> _Brief_: Extract the records below, reproducing every line unchanged, from the line containing "Trace the outline of every instance of the ceiling light" through the line containing "[[[130,75],[110,73],[109,125],[129,124]]]", both of those lines included.

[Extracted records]
☆ ☆ ☆ ☆ ☆

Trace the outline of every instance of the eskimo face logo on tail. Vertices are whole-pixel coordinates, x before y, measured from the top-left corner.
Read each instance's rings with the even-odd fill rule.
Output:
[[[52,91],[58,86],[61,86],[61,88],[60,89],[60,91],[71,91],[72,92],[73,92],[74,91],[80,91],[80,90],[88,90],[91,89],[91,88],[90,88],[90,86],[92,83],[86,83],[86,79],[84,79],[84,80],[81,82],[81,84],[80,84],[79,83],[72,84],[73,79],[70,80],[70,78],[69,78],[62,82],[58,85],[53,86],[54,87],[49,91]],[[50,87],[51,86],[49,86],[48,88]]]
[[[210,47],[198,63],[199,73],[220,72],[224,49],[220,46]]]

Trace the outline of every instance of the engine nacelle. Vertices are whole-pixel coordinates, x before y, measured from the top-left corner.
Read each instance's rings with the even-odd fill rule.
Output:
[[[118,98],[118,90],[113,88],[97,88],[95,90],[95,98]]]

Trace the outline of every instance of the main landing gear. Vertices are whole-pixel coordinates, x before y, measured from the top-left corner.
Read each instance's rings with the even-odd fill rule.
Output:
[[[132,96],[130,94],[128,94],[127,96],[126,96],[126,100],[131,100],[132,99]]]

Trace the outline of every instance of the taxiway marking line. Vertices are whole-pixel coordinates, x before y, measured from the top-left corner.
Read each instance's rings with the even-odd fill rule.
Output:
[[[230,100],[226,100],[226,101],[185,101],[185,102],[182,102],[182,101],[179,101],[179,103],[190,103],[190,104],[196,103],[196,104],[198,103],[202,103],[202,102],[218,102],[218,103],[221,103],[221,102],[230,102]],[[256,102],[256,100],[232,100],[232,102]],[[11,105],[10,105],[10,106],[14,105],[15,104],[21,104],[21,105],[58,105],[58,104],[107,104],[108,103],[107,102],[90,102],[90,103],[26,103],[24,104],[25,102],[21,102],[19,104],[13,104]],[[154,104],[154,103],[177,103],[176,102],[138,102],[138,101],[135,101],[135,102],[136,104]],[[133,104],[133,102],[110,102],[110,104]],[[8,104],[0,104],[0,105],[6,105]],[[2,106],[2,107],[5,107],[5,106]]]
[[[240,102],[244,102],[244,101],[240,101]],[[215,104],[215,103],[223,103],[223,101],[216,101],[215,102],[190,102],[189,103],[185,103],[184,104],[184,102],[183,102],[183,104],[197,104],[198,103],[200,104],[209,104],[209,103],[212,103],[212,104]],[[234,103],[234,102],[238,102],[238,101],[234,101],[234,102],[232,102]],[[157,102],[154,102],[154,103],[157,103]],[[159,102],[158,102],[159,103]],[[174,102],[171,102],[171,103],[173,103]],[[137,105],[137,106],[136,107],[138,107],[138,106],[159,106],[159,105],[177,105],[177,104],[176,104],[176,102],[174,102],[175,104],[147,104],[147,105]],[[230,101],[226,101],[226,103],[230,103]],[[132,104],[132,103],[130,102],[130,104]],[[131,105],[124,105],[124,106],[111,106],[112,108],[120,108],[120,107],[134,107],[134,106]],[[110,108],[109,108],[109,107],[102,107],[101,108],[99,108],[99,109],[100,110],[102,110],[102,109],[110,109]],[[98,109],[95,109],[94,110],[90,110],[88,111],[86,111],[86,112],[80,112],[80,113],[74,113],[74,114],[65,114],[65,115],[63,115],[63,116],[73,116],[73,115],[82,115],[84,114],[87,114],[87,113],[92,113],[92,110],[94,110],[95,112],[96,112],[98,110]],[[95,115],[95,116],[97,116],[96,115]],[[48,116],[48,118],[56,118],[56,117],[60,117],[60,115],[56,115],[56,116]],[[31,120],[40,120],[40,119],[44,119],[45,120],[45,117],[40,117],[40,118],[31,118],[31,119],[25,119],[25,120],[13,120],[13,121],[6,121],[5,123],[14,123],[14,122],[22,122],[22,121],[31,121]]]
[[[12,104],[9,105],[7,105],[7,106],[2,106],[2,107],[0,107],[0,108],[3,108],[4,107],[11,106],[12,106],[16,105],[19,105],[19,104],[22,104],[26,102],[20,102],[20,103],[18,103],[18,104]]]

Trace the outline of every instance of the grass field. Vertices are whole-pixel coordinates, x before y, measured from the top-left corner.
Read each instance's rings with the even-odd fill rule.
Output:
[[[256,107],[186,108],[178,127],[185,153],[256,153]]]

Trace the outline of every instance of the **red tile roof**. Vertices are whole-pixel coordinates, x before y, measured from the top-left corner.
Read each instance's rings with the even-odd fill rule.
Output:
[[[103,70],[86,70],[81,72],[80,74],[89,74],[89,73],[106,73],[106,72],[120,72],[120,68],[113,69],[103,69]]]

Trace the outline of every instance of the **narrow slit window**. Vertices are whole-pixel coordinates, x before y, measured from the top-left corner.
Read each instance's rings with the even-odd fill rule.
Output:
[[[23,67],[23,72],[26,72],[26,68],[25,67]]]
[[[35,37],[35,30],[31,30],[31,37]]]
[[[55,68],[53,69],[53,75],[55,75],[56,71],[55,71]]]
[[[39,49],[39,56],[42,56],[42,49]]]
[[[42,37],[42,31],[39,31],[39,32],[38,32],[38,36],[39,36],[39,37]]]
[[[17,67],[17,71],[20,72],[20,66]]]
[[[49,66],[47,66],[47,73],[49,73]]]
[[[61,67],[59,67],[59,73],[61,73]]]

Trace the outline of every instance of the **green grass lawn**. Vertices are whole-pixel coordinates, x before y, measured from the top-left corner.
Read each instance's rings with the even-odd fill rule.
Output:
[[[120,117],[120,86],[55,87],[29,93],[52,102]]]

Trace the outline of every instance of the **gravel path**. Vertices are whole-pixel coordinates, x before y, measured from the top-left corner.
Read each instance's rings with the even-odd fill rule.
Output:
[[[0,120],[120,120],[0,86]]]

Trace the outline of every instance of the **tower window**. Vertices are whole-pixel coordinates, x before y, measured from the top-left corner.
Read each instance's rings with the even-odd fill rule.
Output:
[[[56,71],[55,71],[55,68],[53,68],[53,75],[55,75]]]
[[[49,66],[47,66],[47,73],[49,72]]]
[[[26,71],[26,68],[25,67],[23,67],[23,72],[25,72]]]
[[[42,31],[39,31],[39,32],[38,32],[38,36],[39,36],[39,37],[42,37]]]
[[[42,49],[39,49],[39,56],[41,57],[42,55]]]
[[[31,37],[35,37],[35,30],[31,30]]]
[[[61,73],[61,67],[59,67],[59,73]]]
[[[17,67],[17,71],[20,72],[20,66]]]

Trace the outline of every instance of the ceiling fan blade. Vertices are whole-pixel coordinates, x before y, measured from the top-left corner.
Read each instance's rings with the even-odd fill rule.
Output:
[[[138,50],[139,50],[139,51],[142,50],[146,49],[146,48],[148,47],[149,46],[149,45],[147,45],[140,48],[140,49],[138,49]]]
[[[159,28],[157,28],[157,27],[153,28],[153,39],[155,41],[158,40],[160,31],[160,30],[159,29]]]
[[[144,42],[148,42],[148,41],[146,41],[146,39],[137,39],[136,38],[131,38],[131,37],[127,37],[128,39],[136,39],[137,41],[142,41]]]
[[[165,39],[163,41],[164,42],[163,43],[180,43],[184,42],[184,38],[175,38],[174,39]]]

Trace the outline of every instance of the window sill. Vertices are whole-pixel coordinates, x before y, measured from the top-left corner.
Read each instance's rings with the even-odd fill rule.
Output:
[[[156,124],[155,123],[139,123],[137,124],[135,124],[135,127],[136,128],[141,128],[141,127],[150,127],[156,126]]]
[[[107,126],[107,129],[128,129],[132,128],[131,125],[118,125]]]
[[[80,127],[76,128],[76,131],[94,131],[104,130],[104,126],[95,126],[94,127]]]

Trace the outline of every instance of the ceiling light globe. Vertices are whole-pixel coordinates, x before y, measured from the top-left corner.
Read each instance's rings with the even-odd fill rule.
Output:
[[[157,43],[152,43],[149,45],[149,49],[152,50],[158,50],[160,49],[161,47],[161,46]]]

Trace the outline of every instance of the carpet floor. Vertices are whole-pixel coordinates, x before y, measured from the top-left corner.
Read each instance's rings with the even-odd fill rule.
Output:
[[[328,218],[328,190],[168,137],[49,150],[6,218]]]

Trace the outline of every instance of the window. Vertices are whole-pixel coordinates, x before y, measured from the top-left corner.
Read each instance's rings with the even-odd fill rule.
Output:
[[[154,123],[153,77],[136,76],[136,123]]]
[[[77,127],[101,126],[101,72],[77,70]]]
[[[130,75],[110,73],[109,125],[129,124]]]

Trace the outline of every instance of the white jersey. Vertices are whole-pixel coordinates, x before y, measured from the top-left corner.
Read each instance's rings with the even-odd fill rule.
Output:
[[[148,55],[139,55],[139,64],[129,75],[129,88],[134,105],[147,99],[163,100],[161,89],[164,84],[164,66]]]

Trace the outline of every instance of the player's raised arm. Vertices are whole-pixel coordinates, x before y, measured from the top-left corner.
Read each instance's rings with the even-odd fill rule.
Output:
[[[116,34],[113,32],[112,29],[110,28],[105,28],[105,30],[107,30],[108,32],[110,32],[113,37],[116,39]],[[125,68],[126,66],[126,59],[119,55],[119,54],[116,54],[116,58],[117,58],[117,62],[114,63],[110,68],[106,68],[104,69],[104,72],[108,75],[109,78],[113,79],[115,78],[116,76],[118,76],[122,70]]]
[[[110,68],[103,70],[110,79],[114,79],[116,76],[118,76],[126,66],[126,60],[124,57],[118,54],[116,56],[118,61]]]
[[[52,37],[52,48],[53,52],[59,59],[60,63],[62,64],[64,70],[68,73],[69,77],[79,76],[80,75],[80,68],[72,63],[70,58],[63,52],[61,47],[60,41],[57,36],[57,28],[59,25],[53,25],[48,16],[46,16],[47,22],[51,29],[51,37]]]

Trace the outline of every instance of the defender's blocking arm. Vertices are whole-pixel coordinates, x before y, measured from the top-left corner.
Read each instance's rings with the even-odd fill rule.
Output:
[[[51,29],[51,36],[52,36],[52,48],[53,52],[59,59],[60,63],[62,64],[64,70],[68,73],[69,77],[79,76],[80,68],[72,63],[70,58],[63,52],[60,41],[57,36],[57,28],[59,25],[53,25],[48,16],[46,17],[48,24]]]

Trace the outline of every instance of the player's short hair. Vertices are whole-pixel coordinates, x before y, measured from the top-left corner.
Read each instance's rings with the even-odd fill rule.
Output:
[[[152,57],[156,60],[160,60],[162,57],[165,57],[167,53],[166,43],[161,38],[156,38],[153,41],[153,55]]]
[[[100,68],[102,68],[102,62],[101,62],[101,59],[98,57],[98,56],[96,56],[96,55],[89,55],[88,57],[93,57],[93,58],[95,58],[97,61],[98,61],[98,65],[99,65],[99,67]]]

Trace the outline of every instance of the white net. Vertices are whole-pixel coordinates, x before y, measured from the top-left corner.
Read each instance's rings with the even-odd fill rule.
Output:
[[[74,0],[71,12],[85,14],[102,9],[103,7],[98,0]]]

☆ ☆ ☆ ☆ ☆

> _Exercise output_:
Trace the outline of every instance of the ceiling light globe. Vertices are whole-pixel coordinates, x before y, measured from the top-left corner.
Read each instance's rings with the even-odd fill rule.
Output:
[[[157,43],[152,43],[149,45],[149,49],[152,50],[158,50],[160,49],[161,47],[161,46]]]

Trace the outline of every instance of the carpet floor. Vertices are whole-pixel coordinates, x before y, measured from the top-left corner.
Read each instance's rings with the even-odd fill rule.
Output:
[[[328,218],[328,190],[168,137],[49,150],[6,218]]]

Trace the outline of every instance of the window. Vertices are whole-pixel coordinates, x before y, measured from the top-left corner.
Read each instance's rings with the even-odd fill rule.
Output:
[[[154,123],[153,77],[136,76],[136,123]]]
[[[77,127],[101,126],[101,72],[77,70]]]
[[[130,75],[110,73],[109,125],[129,124]]]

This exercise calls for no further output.